**The records:**
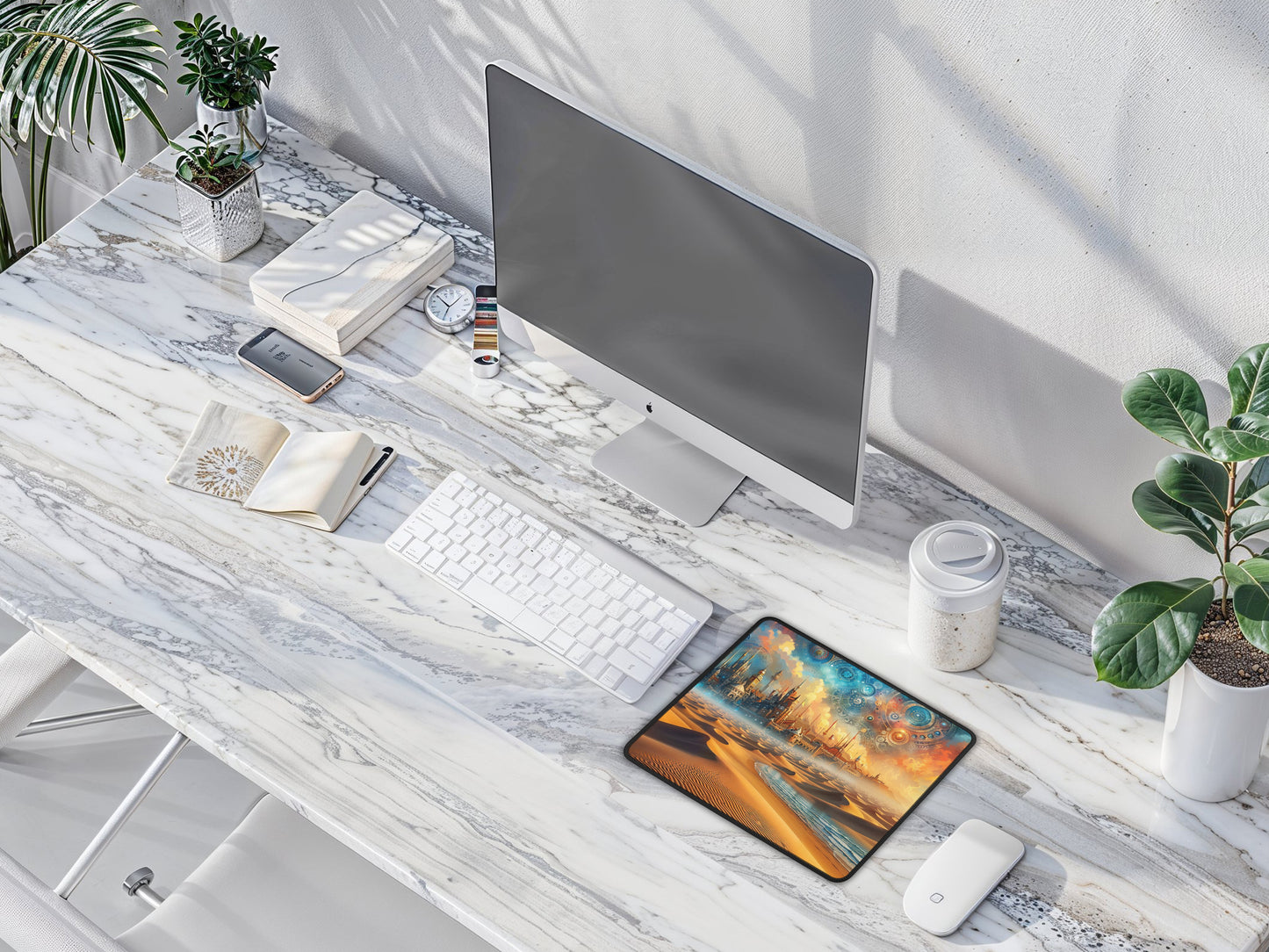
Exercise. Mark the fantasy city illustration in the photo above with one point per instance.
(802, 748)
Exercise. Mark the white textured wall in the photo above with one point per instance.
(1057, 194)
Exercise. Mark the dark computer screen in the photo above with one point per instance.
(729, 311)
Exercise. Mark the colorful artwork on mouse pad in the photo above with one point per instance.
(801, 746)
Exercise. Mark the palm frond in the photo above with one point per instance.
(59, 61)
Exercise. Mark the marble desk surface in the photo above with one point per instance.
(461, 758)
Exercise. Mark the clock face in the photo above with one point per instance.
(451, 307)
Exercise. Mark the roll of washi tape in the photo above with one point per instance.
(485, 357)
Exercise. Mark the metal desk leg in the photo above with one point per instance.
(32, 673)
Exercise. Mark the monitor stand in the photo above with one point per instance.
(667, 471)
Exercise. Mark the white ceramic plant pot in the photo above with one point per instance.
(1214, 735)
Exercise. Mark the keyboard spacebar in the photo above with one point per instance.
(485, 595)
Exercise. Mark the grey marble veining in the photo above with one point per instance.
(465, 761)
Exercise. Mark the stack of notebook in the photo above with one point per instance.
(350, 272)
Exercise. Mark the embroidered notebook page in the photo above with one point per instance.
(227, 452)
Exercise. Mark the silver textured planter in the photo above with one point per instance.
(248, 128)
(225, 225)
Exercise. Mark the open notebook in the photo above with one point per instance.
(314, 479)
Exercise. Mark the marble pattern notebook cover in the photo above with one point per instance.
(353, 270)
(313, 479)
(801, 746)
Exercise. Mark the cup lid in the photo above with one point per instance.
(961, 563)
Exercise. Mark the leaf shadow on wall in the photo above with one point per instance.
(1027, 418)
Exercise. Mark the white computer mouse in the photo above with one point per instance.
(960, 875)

* * *

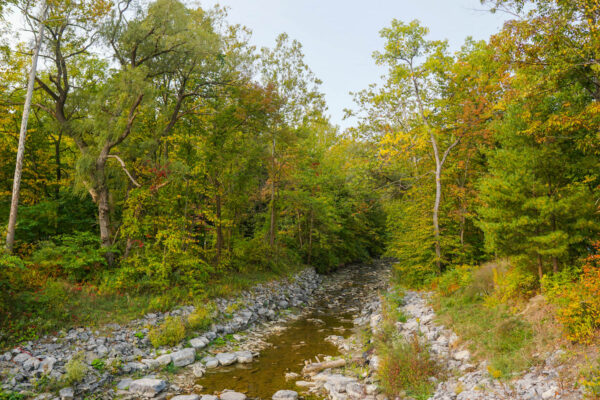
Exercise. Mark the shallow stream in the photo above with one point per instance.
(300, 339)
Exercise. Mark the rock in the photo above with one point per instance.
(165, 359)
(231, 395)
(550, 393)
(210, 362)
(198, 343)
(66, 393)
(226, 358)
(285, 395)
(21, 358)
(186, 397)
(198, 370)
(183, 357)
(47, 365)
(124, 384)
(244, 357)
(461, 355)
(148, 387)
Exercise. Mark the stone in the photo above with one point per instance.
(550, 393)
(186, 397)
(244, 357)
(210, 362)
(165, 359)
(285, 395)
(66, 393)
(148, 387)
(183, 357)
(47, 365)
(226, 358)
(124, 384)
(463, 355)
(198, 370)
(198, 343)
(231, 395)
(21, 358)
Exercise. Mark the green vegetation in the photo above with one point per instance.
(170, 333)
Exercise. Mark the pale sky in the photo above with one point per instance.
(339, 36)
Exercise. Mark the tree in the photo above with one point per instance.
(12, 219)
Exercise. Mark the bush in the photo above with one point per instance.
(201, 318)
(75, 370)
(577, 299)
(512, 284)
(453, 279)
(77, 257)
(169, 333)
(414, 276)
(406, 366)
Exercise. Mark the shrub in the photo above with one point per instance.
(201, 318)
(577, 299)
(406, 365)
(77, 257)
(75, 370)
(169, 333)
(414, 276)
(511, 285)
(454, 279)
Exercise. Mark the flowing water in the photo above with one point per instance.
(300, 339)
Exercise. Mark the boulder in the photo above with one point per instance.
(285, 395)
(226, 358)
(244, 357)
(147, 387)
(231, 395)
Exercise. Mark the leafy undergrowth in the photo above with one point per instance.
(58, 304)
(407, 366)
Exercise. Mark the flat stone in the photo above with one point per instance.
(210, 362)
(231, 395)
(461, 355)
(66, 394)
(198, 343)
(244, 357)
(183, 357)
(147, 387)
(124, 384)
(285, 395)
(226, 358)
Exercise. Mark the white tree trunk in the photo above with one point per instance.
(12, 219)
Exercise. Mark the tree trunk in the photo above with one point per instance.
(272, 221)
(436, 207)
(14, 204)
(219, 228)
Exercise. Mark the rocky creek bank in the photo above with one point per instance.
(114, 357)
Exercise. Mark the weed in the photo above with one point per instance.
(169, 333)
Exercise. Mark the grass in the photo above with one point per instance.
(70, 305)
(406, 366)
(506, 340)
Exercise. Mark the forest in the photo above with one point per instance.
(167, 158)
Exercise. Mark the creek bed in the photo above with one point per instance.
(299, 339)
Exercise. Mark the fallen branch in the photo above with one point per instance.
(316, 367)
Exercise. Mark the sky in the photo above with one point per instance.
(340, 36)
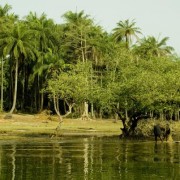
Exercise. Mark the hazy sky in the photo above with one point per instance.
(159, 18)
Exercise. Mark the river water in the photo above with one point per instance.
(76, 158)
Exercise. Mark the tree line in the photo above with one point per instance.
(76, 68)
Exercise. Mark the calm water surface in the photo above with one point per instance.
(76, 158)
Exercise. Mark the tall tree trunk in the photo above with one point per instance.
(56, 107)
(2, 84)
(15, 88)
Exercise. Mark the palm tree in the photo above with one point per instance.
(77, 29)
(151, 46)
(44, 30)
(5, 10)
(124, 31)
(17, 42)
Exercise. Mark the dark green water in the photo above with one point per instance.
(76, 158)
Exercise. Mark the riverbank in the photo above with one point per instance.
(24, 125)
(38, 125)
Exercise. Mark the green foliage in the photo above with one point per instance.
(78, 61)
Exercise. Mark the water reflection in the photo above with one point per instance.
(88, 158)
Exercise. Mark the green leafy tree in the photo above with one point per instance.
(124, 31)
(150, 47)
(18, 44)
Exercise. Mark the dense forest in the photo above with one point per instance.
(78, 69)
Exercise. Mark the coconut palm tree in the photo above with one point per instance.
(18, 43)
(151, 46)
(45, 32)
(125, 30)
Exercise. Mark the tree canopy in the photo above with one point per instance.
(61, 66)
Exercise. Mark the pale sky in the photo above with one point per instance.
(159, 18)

==

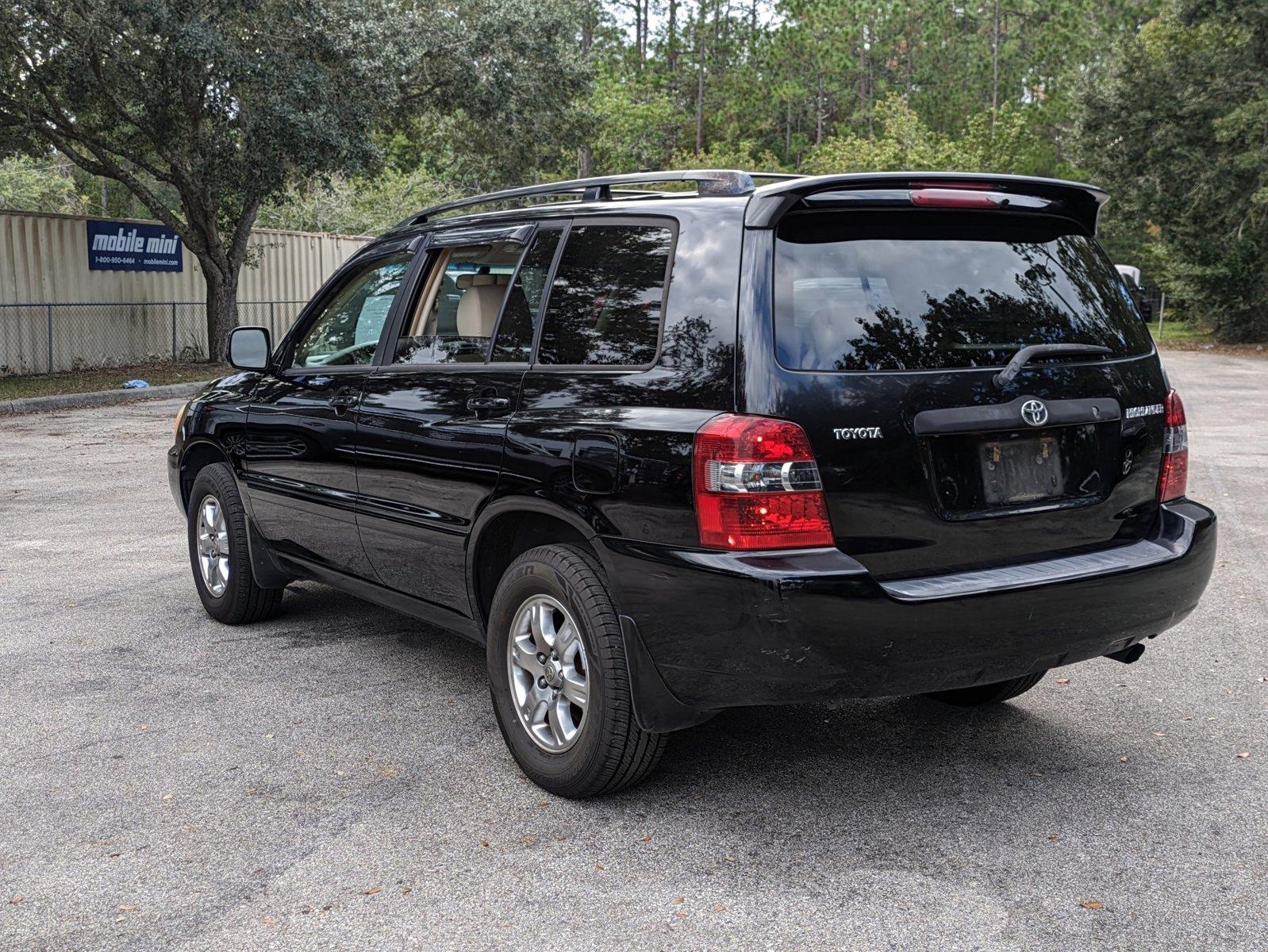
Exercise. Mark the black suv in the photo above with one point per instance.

**Aim of the task:**
Give back every row from the one containing "Exercise. Mark the monitor" down to the one containing "(1027, 418)", replacing "notebook" with "journal" and leaving everything else the same. Return only those rows.

**Result of this task:**
Exercise. Mark the monitor stand in the photo above with one point per instance.
(667, 471)
Exercise. Mark the white ceramic plant pot in the photo above with one point per instance.
(1214, 735)
Exercise. Mark the keyboard spacebar in the photo above with one point per instance.
(485, 595)
Exercise. Mark the grey marble veining in the photo above with one point per instance.
(465, 761)
Exercise. Mark the stack of journal in the photo above with one point per instance.
(350, 272)
Exercise. Mark the embroidered journal page in the photo above with one point per instance.
(227, 452)
Exercise. Mark the silver textured planter in the photo above with one point per instance.
(248, 128)
(225, 225)
Exercise. Mark the open journal in the photo above with one point per instance.
(314, 479)
Exercise. Mark the marble pattern journal cover in the photo above with one point per instance.
(353, 270)
(313, 479)
(801, 746)
Exercise. Mark the cup lid in the photo above with one point per instance.
(961, 563)
Exercise. Mark the leaf shadow on wall in the photo above with one point per instance.
(1027, 418)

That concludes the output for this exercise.